◆ DIRECTIVE: Scale the point coordinates in the answers in the lines below by 1.25, rounding to whole numbers with halves rounded up. Rewrite every line with the requests included, changing no other numbers and leaving out the pictures.

◆ RECORDS SUPPLIED:

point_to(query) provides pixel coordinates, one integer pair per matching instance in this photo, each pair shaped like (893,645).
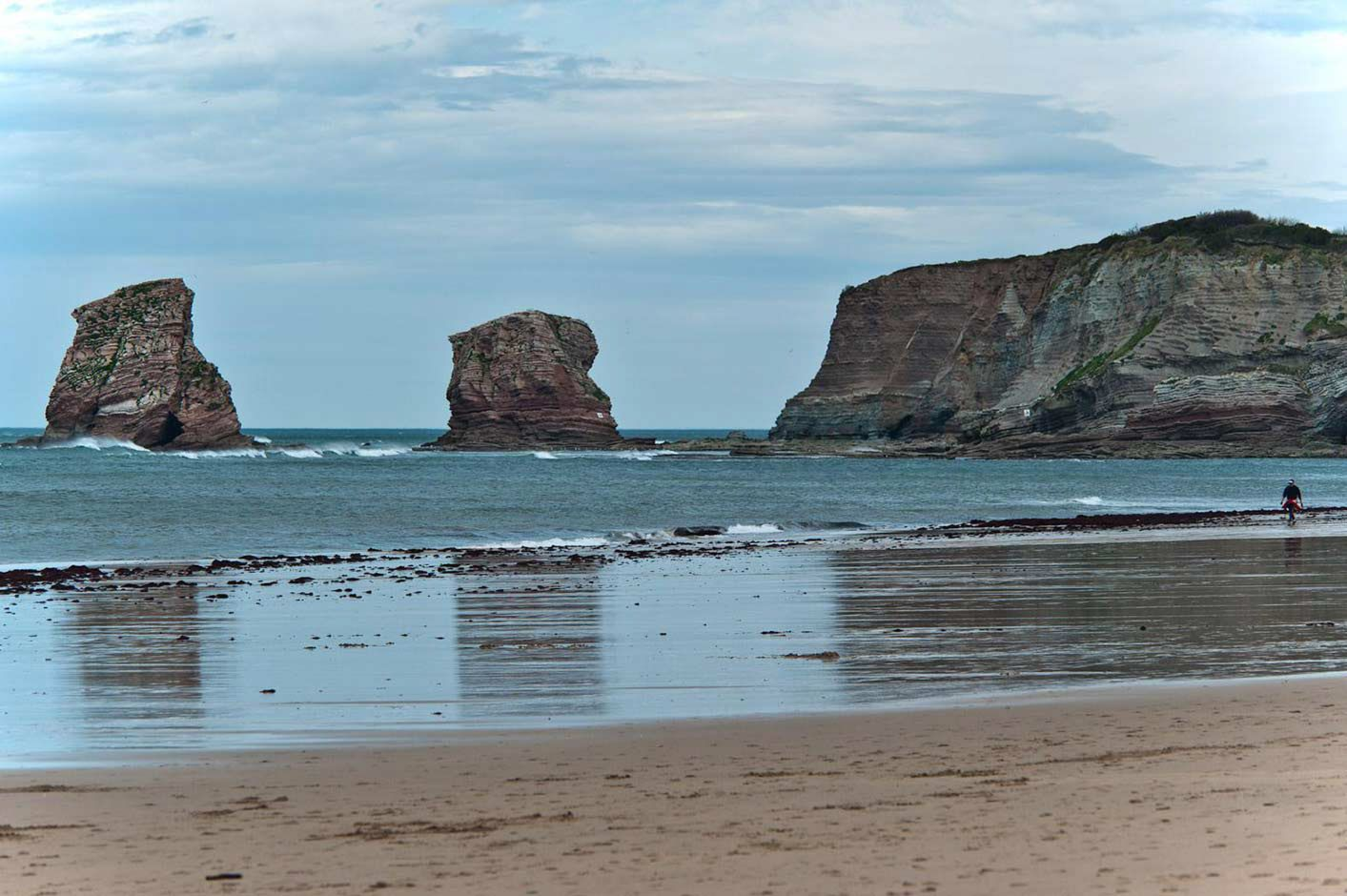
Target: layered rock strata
(522,382)
(1221,328)
(135,375)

◆ COMPLETE RESPONSE:
point_to(query) provides pixel coordinates, one integer pair per matching instance in this photo, each pair shaped like (893,645).
Target: layered rock strata
(653,478)
(1526,410)
(169,469)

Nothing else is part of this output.